• _Data records_:
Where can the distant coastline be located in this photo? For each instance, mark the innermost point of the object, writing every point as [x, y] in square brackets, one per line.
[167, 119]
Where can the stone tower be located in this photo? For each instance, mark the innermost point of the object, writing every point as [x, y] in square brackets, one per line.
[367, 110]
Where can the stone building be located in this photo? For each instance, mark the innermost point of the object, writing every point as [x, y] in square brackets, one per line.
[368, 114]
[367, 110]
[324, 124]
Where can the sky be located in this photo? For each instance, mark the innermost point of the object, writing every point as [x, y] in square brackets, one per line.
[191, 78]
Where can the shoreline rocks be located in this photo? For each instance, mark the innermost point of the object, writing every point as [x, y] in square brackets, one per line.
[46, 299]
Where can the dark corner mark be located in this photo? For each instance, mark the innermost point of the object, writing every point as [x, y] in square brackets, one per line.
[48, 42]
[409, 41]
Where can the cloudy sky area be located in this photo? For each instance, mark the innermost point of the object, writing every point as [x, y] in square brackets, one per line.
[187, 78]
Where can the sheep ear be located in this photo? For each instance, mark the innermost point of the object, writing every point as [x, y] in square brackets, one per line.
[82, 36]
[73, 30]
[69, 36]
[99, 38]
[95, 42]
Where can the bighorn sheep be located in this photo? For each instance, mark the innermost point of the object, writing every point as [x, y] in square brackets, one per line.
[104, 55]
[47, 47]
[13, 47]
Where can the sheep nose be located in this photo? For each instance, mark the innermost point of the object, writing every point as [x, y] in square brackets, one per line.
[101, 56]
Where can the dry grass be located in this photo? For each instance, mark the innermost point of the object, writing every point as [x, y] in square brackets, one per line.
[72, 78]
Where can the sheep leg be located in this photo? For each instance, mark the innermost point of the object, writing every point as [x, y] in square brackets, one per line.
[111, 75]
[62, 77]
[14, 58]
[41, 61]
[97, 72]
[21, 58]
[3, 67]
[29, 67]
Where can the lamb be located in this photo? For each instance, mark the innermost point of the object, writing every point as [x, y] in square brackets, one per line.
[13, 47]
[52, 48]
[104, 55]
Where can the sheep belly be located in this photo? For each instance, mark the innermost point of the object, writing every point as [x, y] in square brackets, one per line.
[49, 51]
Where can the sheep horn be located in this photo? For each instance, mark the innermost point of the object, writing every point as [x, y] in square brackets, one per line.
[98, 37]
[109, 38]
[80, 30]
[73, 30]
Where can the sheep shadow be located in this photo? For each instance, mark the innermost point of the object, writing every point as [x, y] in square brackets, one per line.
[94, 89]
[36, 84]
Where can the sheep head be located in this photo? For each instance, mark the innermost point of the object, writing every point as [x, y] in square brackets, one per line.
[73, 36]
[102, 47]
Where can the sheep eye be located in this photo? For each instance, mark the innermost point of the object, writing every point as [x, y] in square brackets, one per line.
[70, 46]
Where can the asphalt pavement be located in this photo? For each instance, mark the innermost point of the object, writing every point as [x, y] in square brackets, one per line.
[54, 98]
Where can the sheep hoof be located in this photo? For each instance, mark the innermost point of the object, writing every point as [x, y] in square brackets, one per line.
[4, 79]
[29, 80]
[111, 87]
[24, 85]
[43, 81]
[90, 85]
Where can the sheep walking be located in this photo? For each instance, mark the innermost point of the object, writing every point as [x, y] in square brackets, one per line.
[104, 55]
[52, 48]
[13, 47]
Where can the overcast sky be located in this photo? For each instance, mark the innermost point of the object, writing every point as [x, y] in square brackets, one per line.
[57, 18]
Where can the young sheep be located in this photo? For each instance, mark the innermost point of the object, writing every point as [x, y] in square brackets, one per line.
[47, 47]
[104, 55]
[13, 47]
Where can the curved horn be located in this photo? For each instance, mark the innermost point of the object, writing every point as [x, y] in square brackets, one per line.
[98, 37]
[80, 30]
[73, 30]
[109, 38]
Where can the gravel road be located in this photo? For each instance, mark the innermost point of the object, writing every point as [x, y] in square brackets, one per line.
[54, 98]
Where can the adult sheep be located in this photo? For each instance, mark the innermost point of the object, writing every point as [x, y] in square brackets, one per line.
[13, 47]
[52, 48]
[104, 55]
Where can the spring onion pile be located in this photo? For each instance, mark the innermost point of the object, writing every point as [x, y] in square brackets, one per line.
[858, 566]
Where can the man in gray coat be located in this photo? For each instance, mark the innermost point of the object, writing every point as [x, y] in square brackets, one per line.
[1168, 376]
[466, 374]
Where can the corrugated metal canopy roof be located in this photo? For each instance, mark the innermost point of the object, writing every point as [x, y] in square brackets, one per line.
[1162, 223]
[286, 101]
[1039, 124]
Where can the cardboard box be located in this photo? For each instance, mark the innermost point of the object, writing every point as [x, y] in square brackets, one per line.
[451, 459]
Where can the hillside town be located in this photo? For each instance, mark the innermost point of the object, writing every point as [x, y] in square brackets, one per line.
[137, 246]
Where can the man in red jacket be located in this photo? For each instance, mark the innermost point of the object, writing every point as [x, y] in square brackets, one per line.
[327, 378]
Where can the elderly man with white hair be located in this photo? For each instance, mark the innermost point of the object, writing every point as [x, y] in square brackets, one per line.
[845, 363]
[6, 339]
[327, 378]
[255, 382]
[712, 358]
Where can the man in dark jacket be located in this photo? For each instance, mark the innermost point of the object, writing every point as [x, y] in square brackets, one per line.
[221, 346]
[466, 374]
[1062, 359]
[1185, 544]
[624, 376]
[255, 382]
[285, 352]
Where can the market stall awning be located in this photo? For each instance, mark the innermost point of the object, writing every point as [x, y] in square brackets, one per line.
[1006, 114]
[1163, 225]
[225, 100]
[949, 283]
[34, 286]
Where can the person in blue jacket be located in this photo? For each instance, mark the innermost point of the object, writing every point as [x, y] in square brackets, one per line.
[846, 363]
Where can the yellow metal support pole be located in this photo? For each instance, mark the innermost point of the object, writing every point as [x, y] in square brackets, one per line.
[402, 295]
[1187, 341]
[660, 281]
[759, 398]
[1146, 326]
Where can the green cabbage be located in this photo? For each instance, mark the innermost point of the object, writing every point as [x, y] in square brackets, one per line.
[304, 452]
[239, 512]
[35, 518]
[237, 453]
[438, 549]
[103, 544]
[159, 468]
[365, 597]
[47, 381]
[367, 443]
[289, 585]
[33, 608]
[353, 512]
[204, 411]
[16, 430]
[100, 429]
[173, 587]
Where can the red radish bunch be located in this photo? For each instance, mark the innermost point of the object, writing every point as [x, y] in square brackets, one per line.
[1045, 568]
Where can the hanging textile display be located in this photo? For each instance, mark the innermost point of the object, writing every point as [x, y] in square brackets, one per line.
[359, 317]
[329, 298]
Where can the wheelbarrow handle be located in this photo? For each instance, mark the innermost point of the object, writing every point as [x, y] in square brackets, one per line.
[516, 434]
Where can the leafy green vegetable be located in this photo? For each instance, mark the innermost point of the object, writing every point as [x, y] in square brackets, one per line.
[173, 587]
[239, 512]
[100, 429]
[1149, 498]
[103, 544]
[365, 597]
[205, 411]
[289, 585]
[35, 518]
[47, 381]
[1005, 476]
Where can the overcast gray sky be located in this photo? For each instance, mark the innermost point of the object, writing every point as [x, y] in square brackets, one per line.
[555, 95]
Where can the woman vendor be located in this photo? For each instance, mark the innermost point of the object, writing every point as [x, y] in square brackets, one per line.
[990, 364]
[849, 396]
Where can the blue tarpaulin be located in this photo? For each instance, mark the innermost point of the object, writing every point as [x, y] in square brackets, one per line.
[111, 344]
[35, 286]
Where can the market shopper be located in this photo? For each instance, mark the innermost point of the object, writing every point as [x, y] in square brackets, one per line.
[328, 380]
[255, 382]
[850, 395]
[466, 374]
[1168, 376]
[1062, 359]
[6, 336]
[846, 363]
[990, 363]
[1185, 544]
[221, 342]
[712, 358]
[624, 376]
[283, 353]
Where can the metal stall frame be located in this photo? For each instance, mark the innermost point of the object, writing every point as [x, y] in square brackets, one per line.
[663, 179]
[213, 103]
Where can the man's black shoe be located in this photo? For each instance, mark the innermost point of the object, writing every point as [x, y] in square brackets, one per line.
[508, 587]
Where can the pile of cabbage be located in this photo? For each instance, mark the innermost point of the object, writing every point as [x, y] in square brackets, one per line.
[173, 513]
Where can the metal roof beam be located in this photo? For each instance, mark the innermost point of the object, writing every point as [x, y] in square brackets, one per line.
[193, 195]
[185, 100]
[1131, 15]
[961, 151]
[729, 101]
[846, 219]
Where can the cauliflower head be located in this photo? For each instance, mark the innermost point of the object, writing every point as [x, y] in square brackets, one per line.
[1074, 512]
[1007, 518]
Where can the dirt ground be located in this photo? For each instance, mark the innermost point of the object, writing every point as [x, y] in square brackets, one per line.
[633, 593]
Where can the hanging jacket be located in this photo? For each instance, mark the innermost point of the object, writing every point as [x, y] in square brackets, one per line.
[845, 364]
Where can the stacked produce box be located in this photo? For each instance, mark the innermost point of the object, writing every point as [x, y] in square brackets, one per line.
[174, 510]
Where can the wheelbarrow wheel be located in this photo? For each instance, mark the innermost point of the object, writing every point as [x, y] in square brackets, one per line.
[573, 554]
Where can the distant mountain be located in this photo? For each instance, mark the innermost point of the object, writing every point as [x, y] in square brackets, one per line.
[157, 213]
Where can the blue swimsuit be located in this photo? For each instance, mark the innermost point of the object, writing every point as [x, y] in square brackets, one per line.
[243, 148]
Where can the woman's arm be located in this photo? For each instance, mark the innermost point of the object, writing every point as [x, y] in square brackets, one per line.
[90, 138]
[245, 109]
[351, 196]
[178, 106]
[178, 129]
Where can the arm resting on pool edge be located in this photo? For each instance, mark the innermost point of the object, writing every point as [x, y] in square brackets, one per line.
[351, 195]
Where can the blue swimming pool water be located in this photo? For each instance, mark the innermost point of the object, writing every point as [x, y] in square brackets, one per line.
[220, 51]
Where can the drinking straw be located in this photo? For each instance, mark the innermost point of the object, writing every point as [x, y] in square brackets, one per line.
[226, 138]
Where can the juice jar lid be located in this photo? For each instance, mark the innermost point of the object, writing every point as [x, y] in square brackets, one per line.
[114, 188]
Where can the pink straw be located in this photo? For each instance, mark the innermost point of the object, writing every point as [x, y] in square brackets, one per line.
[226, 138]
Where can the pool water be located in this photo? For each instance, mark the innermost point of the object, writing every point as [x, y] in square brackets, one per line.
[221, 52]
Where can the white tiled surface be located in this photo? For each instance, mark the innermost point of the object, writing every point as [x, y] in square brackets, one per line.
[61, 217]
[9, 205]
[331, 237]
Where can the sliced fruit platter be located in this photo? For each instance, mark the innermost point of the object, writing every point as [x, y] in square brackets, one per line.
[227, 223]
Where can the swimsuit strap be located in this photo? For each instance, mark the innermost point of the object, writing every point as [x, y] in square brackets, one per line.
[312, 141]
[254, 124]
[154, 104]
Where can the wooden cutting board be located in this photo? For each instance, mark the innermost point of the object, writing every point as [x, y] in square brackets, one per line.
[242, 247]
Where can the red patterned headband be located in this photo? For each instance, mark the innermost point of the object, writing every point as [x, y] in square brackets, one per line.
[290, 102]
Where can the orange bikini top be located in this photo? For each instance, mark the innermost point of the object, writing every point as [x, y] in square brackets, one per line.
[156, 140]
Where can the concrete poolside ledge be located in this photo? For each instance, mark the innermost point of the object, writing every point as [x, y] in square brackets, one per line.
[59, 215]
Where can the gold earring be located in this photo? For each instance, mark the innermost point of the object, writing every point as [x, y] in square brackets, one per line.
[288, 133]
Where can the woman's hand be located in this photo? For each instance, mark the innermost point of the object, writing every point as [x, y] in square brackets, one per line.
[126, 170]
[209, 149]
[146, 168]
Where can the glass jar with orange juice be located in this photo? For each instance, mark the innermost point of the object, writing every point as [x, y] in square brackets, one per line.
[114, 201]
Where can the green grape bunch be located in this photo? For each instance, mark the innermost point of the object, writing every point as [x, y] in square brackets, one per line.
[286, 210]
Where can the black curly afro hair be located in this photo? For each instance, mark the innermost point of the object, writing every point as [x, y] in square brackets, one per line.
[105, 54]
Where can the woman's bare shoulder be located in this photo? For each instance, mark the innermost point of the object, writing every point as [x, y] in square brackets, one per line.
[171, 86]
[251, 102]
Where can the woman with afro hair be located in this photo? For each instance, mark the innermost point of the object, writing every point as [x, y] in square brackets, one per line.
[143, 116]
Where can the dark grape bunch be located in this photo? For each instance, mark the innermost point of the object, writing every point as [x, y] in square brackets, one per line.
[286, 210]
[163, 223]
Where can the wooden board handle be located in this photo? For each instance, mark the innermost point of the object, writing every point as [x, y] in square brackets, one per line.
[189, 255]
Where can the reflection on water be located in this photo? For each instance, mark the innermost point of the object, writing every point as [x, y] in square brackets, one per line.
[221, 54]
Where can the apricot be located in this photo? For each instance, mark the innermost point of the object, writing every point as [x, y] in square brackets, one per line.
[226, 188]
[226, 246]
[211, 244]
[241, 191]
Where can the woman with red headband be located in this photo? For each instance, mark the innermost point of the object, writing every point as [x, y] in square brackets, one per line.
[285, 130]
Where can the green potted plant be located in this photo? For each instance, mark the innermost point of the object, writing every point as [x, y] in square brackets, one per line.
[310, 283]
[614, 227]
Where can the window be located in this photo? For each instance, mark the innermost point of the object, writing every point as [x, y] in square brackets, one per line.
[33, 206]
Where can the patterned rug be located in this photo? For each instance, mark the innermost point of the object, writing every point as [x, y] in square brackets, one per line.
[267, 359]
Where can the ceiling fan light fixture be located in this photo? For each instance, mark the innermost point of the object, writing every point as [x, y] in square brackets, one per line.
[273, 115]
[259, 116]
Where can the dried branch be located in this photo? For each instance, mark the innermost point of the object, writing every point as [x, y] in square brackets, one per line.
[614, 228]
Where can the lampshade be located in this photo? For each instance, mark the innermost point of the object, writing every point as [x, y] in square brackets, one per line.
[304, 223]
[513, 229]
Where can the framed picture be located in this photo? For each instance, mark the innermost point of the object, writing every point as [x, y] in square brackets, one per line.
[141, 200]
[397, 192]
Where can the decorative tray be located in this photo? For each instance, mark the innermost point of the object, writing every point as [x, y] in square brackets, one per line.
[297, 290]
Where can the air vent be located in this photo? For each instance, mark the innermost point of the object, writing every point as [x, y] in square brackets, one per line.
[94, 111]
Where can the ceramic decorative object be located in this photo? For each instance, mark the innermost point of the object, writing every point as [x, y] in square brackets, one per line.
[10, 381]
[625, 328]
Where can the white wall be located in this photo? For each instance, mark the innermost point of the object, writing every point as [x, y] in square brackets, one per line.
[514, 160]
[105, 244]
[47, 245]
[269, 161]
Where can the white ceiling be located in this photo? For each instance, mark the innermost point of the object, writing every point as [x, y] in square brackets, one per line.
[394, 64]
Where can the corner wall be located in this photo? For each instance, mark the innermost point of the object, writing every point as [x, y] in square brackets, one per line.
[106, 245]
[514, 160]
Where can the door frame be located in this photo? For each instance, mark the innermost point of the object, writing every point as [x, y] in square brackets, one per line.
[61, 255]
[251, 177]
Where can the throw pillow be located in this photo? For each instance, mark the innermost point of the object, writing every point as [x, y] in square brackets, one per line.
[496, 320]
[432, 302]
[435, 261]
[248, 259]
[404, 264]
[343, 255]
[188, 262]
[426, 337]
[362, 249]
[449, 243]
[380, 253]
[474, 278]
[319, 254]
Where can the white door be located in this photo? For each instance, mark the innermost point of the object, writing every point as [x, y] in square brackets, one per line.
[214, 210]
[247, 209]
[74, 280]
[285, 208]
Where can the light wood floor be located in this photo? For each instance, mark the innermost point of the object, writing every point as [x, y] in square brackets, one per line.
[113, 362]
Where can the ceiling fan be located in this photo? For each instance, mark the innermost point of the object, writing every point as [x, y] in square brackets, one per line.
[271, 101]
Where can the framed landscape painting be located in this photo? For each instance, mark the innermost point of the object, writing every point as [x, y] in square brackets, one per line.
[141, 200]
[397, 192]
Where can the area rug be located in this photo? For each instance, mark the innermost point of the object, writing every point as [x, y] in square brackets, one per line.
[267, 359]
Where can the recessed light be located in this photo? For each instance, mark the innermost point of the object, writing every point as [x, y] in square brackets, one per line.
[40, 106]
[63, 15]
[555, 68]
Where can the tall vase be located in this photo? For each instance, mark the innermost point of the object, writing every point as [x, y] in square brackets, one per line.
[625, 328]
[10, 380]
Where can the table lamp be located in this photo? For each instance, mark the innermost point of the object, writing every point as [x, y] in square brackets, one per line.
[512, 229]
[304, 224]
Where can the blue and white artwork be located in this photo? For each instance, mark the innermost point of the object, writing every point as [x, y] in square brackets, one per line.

• _What is expected_:
Copy the records from the line with "Where can the woman vendor" to the line with "[1007, 518]", both of those lines included, and reproduce them verbatim.

• _Solved exercise_:
Where can the woman vendor be located in this photo? For each instance, mark the innermost point of the object, writing every point as [x, y] in square brackets, one per line.
[990, 364]
[849, 396]
Where can the blue tarpaulin be located in this photo? For each instance, mark the innermost point of the object, writing every point as [x, y] in square brackets, one per line.
[111, 344]
[35, 286]
Where can the market shopper be located in this photo? For each instance, mark the innermost point of the object, writing every point as [x, y] in square brackets, one per line.
[328, 380]
[255, 382]
[850, 395]
[466, 374]
[1168, 376]
[1062, 359]
[6, 336]
[846, 363]
[990, 363]
[1185, 544]
[221, 342]
[712, 358]
[624, 376]
[283, 353]
Where can the metal stall frame be located in this photo? For each instance, mark the innermost point of the object, writing every point as [x, y] in square brackets, one per line.
[663, 179]
[213, 103]
Where can the man's black shoe be located in this photo? For each instance, mark the innermost point of the object, writing every point as [x, y] in square brackets, one per line.
[508, 587]
Where can the pile of cabbage be located in this photo? For each instance, mark the innermost point of the object, writing every point as [x, y] in square brackets, one per line.
[173, 513]
Where can the metal roof beam be located in this photo? For each instance, mark the innermost point of the object, writing every point as [x, y] in square brackets, one per line.
[193, 195]
[185, 100]
[1131, 15]
[961, 151]
[729, 101]
[846, 219]
Where can the cauliflower head be located in this photo? For each instance, mark the innermost point of the object, writing every point as [x, y] in square brackets, one per line.
[1074, 512]
[1007, 518]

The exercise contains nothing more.